_Extrait du document_

==*==

Le "Reflux Laryngo-Pharyngé" (RLP) est un symptôme complexe pouvant inclure une toux chronique, un enrouement, une sensation de globus, un raclement de gorge, ou encore la sensation d’écoulement nasal postérieur. Ces symptômes ne sont pas nécessairement associés à un RGO même s’ils sont souvent considérés comme des manifestations extra-digestives de ce dernier. Pour cette pathologie qui concernerait jusqu’à 10 % des consultations ORL et de Gastroentérologie, il n’y a pas de gold standard diagnostique, et le traitement empirique par inhibiteurs de la pompe à protons n’est pas recommandé en l’absence de RGO pathologique.
Les auteurs ont voulu étudier les rôles respectifs de différents paramètres du RGO (importance du reflux, intégrité de la muqueuseœsophagienne…), de l’hypervigilance, et de l’anxiété spécifique liée aux symptômes (évaluées par l’Esophageal Hypervigilance and Anxiety Scale ou EHAS), faisant l’hypothèse que ces deux derniers facteurs avaient un rôle important dans les symptômes de RLP. Pour rappel, l’hypervigilance est la tendance à interpréter un signal normal provenant du tube digestif comme inconfortable du fait d’une hyperattention aux sensations corporelles. Ces deux processus cognitifs sont connus pour exacerber l’hypersensibilité viscérale et les mécanismes de douleurs d’origine centrale.
Dans cette étude, des patients consécutifs ayant un RLP et/ou des symptômes de RGO typique depuis au moins 3 mois, sans œsophagiteérosive en endoscopie, ont été inclus prospectivement. Leur score de symptômes et d’EHAS ont été analysés. Tous ont eu une fibroscopie gastrique, une manométrie œsophagienne haute résolution et une pH-impédancemétrie des 24h sans IPP. Parmi les 269 patients inclus (âge moyen 47,1 ans, 21–65 ans, 60,6 % femmes), 90 patients avaient à la fois des symptômes de RGO et de RLP, 32 avaient un RLP prédominant, 102 un RGO prédominant, et 45 patients ayant peu ou pas de symptômes de RGO/ RLP constituaient le groupe contrôle.
Les patients ayant à la fois un RGO et un RLP avaient un score EHAS plus élevé que ceux ayant un RGO prédominant et que les contrôles (P <0.001); les patients avec un RLP prédominant avaient un score EHAS plus élevé que les contrôles (P< 0.007). Le score EHAS était positivement corrélé au score de symptômes de RLP.

==*==

_Liste de données_
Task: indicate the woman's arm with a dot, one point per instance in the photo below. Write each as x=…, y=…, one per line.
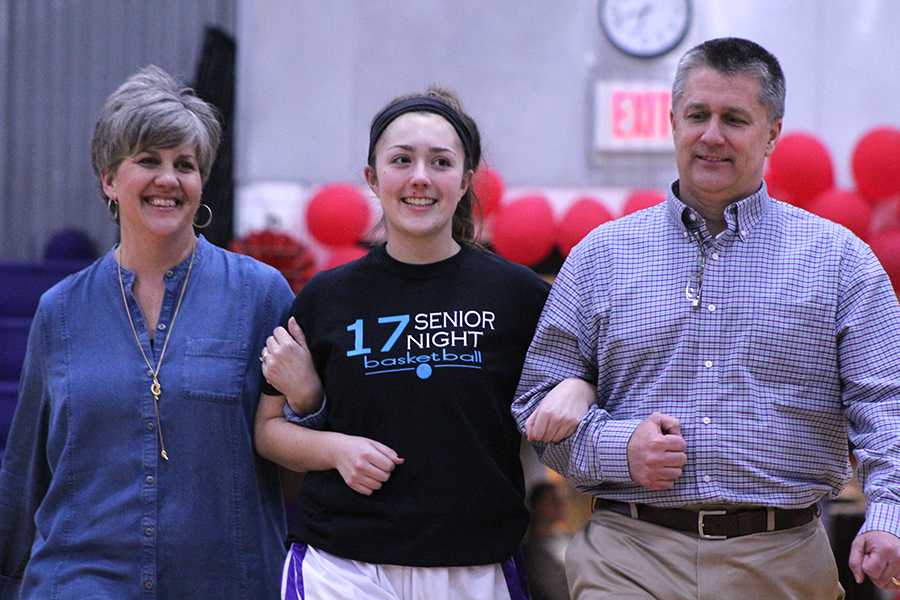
x=288, y=366
x=364, y=464
x=560, y=411
x=25, y=474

==*==

_Activité_
Poursuivez, s'il vous plaît, le texte sur le reflux laryngo-pharyngé juste après sa dernière phrase.

_Résultat_
Les patients avec un score EHAS élevé avaient plus souvent des symptômes de RLP alors que les paramètres de reflux gastro-œsophagien, comme l’importance du reflux acide, l’intégrité de la muqueuseœsophagienne et/ou l’efficacité de la clairance œsophagienne, n’étaient pas différents. Ainsi l’hypervigilance œsophagienne et l’anxiété spécifique liée aux symptômes pourraient être des facteurs plus importants que le reflux gastro-œsophagien lui-même dans la perception des symptômes de RLP.

Chez les patients souffrant de symptômes ORL parfois invalidant comme une toux ou un enrouement, et adressés pour une suspicion de RGO, l’hypervigilance et surtout l’anxiété spécifique liée aux symptômes pourraient avoir un rôle physiopathologique plus important que le reflux gastro-œsophagien lui-même. En effet plus les patients présentent un état marqué d’hypervigilance et d’anxiété spécifique liée aux symptômes, plus ils sont à risque de présenter des symptômes ORL, et ceci indépendamment des paramètres liés au reflux gastro-œsophagien.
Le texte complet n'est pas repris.